• **TASK DIRECTIONS**:
Convert the rows into a Markdown table, beginning with the first line and stopping after the line that contains "(94, 86), (115, 152)". Use a Num column for a running number and a Line column for the text of each line, and omit blank lines.

── PROVIDED MATERIAL

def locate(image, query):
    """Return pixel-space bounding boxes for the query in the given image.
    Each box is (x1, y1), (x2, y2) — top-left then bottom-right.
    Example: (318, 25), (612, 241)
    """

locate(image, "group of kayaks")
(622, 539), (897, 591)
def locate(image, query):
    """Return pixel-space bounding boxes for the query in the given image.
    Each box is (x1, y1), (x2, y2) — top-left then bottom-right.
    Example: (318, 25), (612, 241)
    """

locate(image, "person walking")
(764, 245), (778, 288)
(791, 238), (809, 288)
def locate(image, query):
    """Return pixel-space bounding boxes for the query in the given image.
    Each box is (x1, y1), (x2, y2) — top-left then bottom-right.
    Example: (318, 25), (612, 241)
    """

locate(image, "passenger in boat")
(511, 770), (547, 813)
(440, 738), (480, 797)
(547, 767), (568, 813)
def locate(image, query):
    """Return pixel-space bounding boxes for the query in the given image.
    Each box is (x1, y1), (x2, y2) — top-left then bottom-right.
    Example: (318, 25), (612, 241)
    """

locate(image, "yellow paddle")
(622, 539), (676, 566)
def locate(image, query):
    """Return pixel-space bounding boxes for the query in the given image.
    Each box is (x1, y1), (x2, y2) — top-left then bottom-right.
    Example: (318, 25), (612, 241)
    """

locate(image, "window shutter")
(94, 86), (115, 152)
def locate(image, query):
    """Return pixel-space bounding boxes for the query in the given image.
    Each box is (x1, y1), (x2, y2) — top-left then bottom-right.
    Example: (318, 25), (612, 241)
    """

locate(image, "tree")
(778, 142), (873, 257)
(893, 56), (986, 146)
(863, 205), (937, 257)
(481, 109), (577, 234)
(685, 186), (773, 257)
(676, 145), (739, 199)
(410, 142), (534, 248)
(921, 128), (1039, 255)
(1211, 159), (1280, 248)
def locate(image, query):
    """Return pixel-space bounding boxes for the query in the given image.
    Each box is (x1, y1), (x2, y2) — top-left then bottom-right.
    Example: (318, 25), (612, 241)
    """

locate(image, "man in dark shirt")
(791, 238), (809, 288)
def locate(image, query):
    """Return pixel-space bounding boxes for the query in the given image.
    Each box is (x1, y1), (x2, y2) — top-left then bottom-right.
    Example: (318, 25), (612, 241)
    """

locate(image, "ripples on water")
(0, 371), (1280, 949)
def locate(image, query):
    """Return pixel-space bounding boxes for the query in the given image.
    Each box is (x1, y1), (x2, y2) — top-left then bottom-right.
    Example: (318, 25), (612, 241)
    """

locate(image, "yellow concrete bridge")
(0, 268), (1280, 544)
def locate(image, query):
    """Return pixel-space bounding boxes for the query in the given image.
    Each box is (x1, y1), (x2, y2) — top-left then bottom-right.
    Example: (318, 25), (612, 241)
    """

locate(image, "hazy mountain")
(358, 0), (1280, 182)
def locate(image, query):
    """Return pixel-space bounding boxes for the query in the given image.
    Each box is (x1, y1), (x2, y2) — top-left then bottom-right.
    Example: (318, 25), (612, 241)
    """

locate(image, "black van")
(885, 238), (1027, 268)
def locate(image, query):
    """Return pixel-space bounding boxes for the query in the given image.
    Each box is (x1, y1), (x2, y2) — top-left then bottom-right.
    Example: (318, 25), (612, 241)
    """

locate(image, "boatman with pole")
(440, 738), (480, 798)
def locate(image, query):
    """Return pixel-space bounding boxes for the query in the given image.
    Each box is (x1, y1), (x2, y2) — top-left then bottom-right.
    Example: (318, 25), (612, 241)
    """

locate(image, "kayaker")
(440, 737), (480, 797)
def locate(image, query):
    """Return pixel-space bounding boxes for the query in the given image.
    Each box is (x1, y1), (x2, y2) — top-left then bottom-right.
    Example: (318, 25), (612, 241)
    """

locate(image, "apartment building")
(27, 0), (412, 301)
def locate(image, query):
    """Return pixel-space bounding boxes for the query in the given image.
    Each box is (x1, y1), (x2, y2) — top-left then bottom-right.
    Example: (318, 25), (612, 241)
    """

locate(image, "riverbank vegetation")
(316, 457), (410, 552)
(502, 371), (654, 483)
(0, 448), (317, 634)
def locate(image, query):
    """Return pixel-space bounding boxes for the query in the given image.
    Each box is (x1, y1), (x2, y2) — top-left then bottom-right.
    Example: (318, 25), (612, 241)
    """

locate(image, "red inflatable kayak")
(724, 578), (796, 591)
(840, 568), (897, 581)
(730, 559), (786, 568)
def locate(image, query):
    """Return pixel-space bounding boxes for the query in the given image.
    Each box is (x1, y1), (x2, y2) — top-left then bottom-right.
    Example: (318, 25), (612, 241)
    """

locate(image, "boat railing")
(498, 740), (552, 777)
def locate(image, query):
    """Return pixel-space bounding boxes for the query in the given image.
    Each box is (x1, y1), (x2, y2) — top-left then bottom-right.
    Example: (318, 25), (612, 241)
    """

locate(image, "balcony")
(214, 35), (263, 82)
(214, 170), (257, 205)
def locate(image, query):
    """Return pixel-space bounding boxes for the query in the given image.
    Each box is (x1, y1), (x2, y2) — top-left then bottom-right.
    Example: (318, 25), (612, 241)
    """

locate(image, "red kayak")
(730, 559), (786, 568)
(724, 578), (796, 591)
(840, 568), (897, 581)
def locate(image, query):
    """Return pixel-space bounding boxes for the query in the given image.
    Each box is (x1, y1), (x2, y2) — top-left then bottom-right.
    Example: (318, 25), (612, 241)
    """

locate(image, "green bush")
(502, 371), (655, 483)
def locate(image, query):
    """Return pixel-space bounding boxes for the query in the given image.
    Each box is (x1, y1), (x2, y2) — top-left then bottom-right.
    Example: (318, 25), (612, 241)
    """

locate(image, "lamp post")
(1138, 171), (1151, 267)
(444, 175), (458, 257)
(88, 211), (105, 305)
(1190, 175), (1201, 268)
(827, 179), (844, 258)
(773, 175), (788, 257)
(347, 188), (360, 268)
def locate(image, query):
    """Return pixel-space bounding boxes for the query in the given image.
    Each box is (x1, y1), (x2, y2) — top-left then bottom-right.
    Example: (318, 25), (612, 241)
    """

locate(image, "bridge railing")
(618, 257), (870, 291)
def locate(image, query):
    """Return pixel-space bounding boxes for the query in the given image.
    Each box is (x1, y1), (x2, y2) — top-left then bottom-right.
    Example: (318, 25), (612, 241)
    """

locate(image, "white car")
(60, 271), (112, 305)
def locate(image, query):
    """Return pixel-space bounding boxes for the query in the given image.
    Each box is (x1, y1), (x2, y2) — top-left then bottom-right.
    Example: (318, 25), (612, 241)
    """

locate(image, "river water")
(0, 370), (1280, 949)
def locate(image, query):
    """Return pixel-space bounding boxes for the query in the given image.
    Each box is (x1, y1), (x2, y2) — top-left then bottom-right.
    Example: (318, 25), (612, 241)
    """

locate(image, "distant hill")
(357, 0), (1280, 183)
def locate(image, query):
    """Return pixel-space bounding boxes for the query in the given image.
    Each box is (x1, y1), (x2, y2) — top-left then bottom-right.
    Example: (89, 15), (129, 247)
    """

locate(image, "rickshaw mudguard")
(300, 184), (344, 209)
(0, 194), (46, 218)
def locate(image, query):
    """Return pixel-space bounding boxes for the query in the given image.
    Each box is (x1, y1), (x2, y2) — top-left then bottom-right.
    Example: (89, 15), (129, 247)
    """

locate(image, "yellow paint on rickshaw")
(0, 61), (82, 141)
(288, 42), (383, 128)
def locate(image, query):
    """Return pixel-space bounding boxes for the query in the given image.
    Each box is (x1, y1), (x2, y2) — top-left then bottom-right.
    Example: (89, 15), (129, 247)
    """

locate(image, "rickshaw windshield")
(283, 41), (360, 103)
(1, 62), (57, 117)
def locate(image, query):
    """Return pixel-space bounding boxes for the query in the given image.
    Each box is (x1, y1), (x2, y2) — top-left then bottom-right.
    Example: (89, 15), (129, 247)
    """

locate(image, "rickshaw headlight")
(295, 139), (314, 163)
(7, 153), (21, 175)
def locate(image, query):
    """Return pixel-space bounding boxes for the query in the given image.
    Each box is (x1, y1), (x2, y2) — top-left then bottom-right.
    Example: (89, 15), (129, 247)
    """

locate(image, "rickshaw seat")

────

• **RESULT FOR THIS TASK**:
| Num | Line |
|---|---|
| 1 | def locate(image, query): |
| 2 |     """Return pixel-space bounding boxes for the query in the given image. |
| 3 |     Each box is (x1, y1), (x2, y2) — top-left then bottom-right. |
| 4 |     Example: (318, 25), (612, 241) |
| 5 |     """ |
| 6 | locate(image, "group of kayaks") |
| 7 | (622, 539), (897, 591) |
| 8 | def locate(image, query): |
| 9 |     """Return pixel-space bounding boxes for the query in the given image. |
| 10 |     Each box is (x1, y1), (x2, y2) — top-left then bottom-right. |
| 11 |     Example: (318, 25), (612, 241) |
| 12 |     """ |
| 13 | locate(image, "person walking") |
| 14 | (764, 245), (778, 288) |
| 15 | (791, 238), (809, 288) |
| 16 | def locate(image, query): |
| 17 |     """Return pixel-space bounding boxes for the query in the given image. |
| 18 |     Each box is (x1, y1), (x2, y2) — top-left then bottom-right. |
| 19 |     Example: (318, 25), (612, 241) |
| 20 |     """ |
| 21 | locate(image, "passenger in boat") |
| 22 | (511, 770), (547, 813) |
| 23 | (440, 738), (480, 797) |
| 24 | (547, 767), (568, 813) |
| 25 | def locate(image, query): |
| 26 |     """Return pixel-space bounding boxes for the query in the given image. |
| 27 |     Each box is (x1, y1), (x2, y2) — top-left then bottom-right. |
| 28 |     Example: (318, 25), (612, 241) |
| 29 |     """ |
| 30 | locate(image, "yellow paddle") |
| 31 | (622, 539), (676, 566) |
| 32 | def locate(image, query): |
| 33 |     """Return pixel-space bounding boxes for the query in the given image. |
| 34 |     Each box is (x1, y1), (x2, y2) — top-left then bottom-right. |
| 35 |     Example: (318, 25), (612, 241) |
| 36 |     """ |
| 37 | locate(image, "window shutter") |
| 38 | (94, 86), (115, 152) |